[start of Records for the exercise]

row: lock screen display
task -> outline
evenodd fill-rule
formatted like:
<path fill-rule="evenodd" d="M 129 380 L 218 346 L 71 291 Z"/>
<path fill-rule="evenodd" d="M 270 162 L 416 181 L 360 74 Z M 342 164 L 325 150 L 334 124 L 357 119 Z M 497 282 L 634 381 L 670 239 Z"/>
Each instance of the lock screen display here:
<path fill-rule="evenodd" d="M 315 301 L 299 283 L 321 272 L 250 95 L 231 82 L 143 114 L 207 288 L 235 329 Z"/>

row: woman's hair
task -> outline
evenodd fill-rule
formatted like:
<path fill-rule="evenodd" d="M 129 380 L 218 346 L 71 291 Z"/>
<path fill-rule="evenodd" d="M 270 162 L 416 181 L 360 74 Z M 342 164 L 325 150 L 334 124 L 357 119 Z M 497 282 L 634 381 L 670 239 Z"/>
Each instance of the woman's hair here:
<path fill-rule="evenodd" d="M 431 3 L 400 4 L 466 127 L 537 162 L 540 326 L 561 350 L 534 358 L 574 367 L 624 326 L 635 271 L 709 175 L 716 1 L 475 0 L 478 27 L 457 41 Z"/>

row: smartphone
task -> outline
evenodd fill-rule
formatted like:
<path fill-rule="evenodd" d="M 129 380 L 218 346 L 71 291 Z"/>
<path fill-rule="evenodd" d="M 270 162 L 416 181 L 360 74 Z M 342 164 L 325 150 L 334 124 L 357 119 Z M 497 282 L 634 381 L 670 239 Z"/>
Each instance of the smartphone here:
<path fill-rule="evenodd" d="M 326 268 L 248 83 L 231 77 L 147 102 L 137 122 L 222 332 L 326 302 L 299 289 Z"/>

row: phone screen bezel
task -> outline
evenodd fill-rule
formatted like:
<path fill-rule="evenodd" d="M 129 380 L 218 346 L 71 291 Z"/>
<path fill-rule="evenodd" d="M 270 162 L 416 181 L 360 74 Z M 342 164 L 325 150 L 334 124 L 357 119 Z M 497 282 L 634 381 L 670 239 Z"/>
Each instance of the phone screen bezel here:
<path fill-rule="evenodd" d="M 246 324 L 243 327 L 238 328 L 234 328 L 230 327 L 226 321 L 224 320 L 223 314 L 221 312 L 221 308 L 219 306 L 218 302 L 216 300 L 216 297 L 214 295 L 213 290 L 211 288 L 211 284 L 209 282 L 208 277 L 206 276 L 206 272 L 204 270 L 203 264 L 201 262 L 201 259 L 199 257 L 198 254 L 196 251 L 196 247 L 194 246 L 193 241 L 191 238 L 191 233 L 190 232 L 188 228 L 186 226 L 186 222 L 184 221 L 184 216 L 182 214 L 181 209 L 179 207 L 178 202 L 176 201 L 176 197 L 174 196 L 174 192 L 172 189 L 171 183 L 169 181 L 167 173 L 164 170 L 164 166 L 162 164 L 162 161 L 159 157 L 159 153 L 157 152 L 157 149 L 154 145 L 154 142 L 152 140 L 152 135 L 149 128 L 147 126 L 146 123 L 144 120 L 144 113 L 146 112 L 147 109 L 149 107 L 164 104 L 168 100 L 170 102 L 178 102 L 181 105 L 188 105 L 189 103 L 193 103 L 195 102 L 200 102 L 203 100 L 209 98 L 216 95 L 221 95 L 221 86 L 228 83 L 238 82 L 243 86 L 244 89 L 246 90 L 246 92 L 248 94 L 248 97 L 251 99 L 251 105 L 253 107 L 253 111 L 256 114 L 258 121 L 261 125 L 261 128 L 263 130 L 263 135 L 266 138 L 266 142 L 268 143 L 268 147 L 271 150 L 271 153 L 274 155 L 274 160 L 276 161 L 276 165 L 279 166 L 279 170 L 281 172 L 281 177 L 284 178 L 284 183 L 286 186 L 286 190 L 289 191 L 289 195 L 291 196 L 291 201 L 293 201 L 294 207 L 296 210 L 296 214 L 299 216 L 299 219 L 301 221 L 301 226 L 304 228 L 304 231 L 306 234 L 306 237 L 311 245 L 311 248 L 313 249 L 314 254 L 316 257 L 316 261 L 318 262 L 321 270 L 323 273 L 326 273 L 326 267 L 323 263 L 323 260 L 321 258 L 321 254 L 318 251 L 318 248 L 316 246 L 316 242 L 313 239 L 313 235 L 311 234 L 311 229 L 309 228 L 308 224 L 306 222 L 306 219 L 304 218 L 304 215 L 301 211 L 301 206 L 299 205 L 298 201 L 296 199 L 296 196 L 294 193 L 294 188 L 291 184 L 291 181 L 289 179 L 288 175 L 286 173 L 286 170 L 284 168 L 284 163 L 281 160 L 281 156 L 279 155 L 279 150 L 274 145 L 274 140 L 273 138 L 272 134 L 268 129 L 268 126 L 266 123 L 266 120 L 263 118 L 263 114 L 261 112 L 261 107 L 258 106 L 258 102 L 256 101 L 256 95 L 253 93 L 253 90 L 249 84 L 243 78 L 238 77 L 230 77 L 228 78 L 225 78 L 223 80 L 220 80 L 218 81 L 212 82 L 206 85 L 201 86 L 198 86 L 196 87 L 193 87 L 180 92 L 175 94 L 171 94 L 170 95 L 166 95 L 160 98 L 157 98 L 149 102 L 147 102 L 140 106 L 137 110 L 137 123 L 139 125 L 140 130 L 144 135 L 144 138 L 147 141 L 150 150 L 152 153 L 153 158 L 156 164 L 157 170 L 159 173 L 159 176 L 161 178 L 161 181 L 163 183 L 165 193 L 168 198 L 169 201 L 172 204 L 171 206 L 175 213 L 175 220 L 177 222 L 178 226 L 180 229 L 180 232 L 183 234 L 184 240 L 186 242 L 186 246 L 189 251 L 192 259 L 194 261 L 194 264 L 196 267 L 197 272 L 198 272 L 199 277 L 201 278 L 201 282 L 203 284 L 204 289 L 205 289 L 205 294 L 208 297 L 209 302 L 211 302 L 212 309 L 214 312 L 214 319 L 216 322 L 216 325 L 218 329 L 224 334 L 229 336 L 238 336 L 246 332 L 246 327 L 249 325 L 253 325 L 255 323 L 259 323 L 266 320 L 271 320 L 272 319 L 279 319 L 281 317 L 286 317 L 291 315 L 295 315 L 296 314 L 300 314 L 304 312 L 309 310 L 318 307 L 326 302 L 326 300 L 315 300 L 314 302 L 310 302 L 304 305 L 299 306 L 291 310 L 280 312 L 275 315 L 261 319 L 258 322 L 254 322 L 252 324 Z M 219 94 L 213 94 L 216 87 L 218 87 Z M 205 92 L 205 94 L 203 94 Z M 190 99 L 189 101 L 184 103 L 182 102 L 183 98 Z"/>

[end of Records for the exercise]

== Objective ==
Return the entire listing above unchanged, from its first line through its last.

== Reply ==
row: lock screen display
task -> outline
evenodd fill-rule
formatted like:
<path fill-rule="evenodd" d="M 129 380 L 218 346 L 71 291 Z"/>
<path fill-rule="evenodd" d="M 270 162 L 416 181 L 360 74 Z M 342 164 L 325 150 L 334 124 L 357 119 Z M 497 282 L 634 381 L 670 239 Z"/>
Each instance of the lock screen display here:
<path fill-rule="evenodd" d="M 315 301 L 299 283 L 321 272 L 250 95 L 231 82 L 143 114 L 207 288 L 235 329 Z"/>

row: woman's hair
task -> outline
evenodd fill-rule
formatted like:
<path fill-rule="evenodd" d="M 129 380 L 218 346 L 71 291 Z"/>
<path fill-rule="evenodd" d="M 270 162 L 416 181 L 360 74 Z M 342 164 L 325 150 L 334 124 L 357 119 Z M 497 282 L 634 381 L 670 239 Z"/>
Each instance of the woman's hair here:
<path fill-rule="evenodd" d="M 431 3 L 400 4 L 466 127 L 537 162 L 540 326 L 561 350 L 534 358 L 574 367 L 624 326 L 635 271 L 709 175 L 716 1 L 475 0 L 478 27 L 457 41 Z"/>

row: smartphone
task -> outline
evenodd fill-rule
formatted like:
<path fill-rule="evenodd" d="M 129 380 L 218 346 L 71 291 Z"/>
<path fill-rule="evenodd" d="M 270 162 L 416 181 L 360 74 Z M 342 164 L 325 150 L 334 124 L 357 119 Z M 497 282 L 634 381 L 670 239 Z"/>
Each instance of the smartphone here:
<path fill-rule="evenodd" d="M 326 268 L 248 83 L 231 77 L 147 102 L 137 122 L 222 332 L 326 302 L 299 289 Z"/>

row: phone screen bezel
task -> outline
evenodd fill-rule
formatted like:
<path fill-rule="evenodd" d="M 129 380 L 218 346 L 71 291 Z"/>
<path fill-rule="evenodd" d="M 270 162 L 416 181 L 360 74 Z M 342 164 L 325 150 L 334 124 L 357 119 Z M 497 282 L 634 381 L 670 239 Z"/>
Each instance of the phone screen bezel here:
<path fill-rule="evenodd" d="M 246 324 L 243 327 L 238 328 L 234 328 L 230 327 L 226 321 L 224 320 L 223 314 L 221 312 L 221 308 L 219 306 L 218 302 L 216 300 L 216 297 L 214 295 L 213 290 L 211 288 L 211 284 L 209 282 L 208 277 L 206 276 L 206 272 L 204 270 L 203 264 L 201 262 L 201 259 L 199 257 L 198 254 L 196 251 L 196 247 L 194 246 L 193 241 L 191 238 L 191 233 L 190 232 L 188 228 L 186 226 L 186 222 L 184 221 L 184 216 L 182 214 L 181 209 L 179 207 L 178 202 L 176 201 L 176 197 L 174 196 L 174 192 L 172 189 L 171 183 L 169 181 L 167 173 L 164 170 L 164 166 L 162 164 L 162 161 L 159 157 L 159 153 L 157 152 L 157 149 L 154 145 L 154 142 L 152 140 L 152 135 L 149 128 L 147 126 L 146 123 L 144 120 L 144 113 L 146 112 L 147 109 L 149 107 L 164 104 L 168 100 L 170 102 L 178 102 L 181 105 L 188 105 L 189 103 L 193 103 L 195 102 L 200 102 L 203 100 L 209 98 L 216 95 L 221 95 L 221 86 L 228 83 L 238 82 L 243 86 L 244 89 L 246 90 L 246 92 L 248 94 L 248 97 L 251 99 L 251 105 L 253 107 L 253 111 L 256 114 L 258 121 L 261 125 L 261 128 L 263 130 L 263 135 L 266 138 L 266 142 L 268 143 L 268 147 L 271 150 L 271 153 L 274 155 L 274 160 L 276 161 L 276 165 L 279 166 L 279 170 L 281 172 L 281 177 L 284 178 L 284 183 L 286 186 L 286 190 L 289 191 L 289 195 L 291 196 L 291 201 L 293 201 L 294 207 L 296 210 L 296 214 L 299 216 L 299 219 L 301 221 L 301 226 L 304 228 L 304 231 L 306 234 L 306 237 L 311 245 L 311 248 L 313 249 L 314 254 L 316 257 L 316 261 L 318 262 L 321 270 L 323 273 L 326 273 L 326 267 L 323 263 L 323 260 L 321 258 L 321 254 L 318 251 L 318 248 L 316 246 L 316 242 L 313 239 L 313 235 L 311 234 L 311 229 L 309 228 L 308 224 L 306 222 L 306 219 L 304 218 L 304 215 L 301 211 L 301 206 L 299 205 L 298 201 L 296 199 L 296 196 L 294 193 L 294 188 L 291 184 L 291 181 L 289 179 L 288 175 L 286 173 L 286 170 L 284 168 L 284 163 L 281 160 L 281 156 L 279 155 L 279 150 L 274 145 L 274 140 L 273 138 L 272 134 L 268 129 L 268 126 L 266 123 L 266 120 L 263 118 L 263 114 L 261 112 L 261 107 L 258 106 L 258 102 L 256 101 L 256 95 L 253 93 L 253 90 L 249 84 L 243 78 L 238 77 L 230 77 L 228 78 L 225 78 L 223 80 L 220 80 L 218 81 L 212 82 L 206 85 L 201 86 L 198 86 L 196 87 L 193 87 L 180 92 L 175 94 L 171 94 L 170 95 L 166 95 L 160 98 L 157 98 L 149 102 L 147 102 L 140 106 L 137 110 L 137 123 L 139 125 L 140 130 L 144 135 L 144 138 L 147 141 L 150 150 L 152 153 L 153 158 L 156 164 L 157 170 L 159 173 L 159 176 L 161 178 L 161 181 L 163 183 L 165 193 L 168 198 L 169 201 L 172 204 L 171 206 L 175 213 L 175 220 L 177 222 L 178 226 L 180 229 L 180 232 L 183 234 L 184 240 L 186 242 L 186 246 L 189 251 L 192 259 L 194 261 L 194 264 L 196 267 L 197 272 L 198 272 L 199 277 L 201 278 L 201 282 L 203 284 L 204 289 L 205 289 L 205 294 L 208 297 L 209 302 L 211 302 L 212 309 L 214 312 L 214 319 L 216 322 L 216 325 L 218 329 L 224 334 L 229 336 L 238 336 L 246 332 L 246 327 L 249 325 L 253 325 L 255 323 L 259 323 L 266 320 L 271 320 L 272 319 L 279 319 L 281 317 L 286 317 L 291 315 L 295 315 L 296 314 L 300 314 L 304 312 L 309 310 L 318 307 L 326 302 L 326 300 L 315 300 L 314 302 L 310 302 L 304 305 L 299 306 L 291 310 L 280 312 L 275 315 L 261 319 L 258 322 L 254 322 L 252 324 Z M 219 94 L 213 94 L 216 87 L 218 87 Z M 205 92 L 205 94 L 203 94 Z M 190 99 L 189 101 L 184 103 L 182 102 L 183 98 Z"/>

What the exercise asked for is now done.